ARTICLE:
Eight miles south of downtown Everett and less than 10 minutes off north-south Interstate 5, Paine Field serves the North Puget Sound region of Washington state. It is the closest airport to Seattle’s northern neighborhoods and cities. Downtown Seattle is about a half-hour away. Paine Field has gained acclaim for its airline passenger terminal that combines modern design and technology with a small airport customer focus allowing passengers to get to and from their flights quickly and in a low-stress environment. Opened in 2019, you could say the terminal was 80 years in the making.
Transportation options at the terminal include taxis, app-based ride services Uber and Lyft and shuttles. Car rental companies Alamo, Avis, Budget, Enterprise and National provide shuttles from the terminal to their locations. Public transportation is available on Everett Transit Route 8, which serves the airport with a stop at the terminal.
What took so long for the airport to get its first passenger terminal? Originally conceived as one of 10 “super airports” the United States government would build during the Great Depression to spur on the economy, the Works Progress Administration began construction at the “fog free” site in 1936 but before it could be finished, the Army Air Corps arrived in 1939 and a year later took over the field as World War II was escalating. The Army named the airfield after aviator Lt. Topliff O. Paine, an Everett native.
After the war, during the process of turning the airport over to Snohomish County, the Korean War brought the military back and in 1951 the airfield became Paine Air Force Base.
Then in 1966, as the military was once again preparing to vacate the airfield, the Boeing Company announced it had selected a site adjacent to Paine Field to build the world’s largest commercial airliners, the Boeing 747. Both the Federal Aviation Administration (FAA) and Snohomish County liked the idea and agreed to it. The first 747 was rolled out in 1968, the same year the Air Force officially closed its operations on the airfield. After that the airport was used for general aviation as well as Boeing’s continued operations manufacturing airliners.

GIVEN EXERCISE: Extract the passage of the Paine Field text from "After the war, during" up to and including "operations manufacturing airliners.", word for word.

MATERIAL:
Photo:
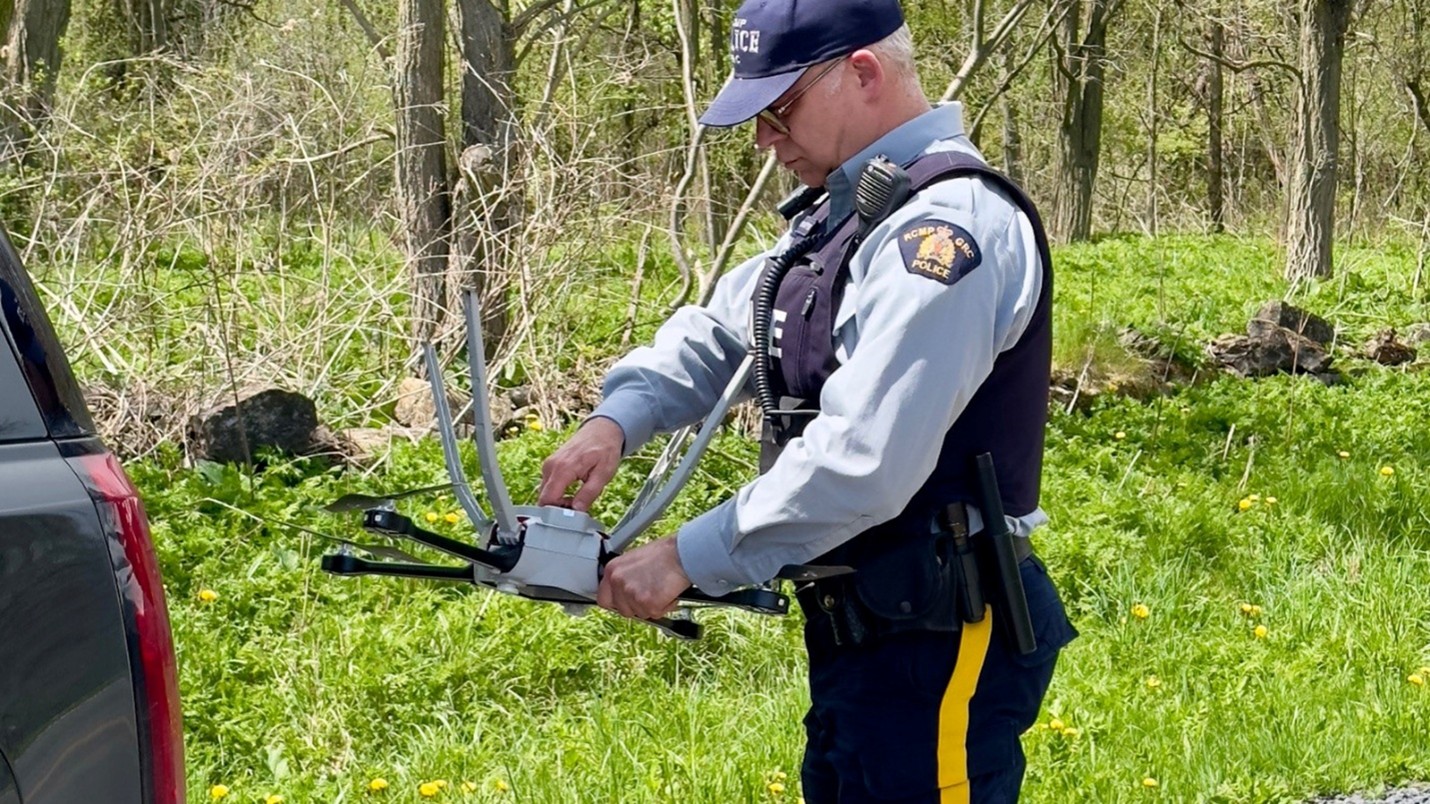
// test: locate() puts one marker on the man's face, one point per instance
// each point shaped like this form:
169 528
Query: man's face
812 123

RESULT FOR THIS TASK:
After the war, during the process of turning the airport over to Snohomish County, the Korean War brought the military back and in 1951 the airfield became Paine Air Force Base.
Then in 1966, as the military was once again preparing to vacate the airfield, the Boeing Company announced it had selected a site adjacent to Paine Field to build the world’s largest commercial airliners, the Boeing 747. Both the Federal Aviation Administration (FAA) and Snohomish County liked the idea and agreed to it. The first 747 was rolled out in 1968, the same year the Air Force officially closed its operations on the airfield. After that the airport was used for general aviation as well as Boeing’s continued operations manufacturing airliners.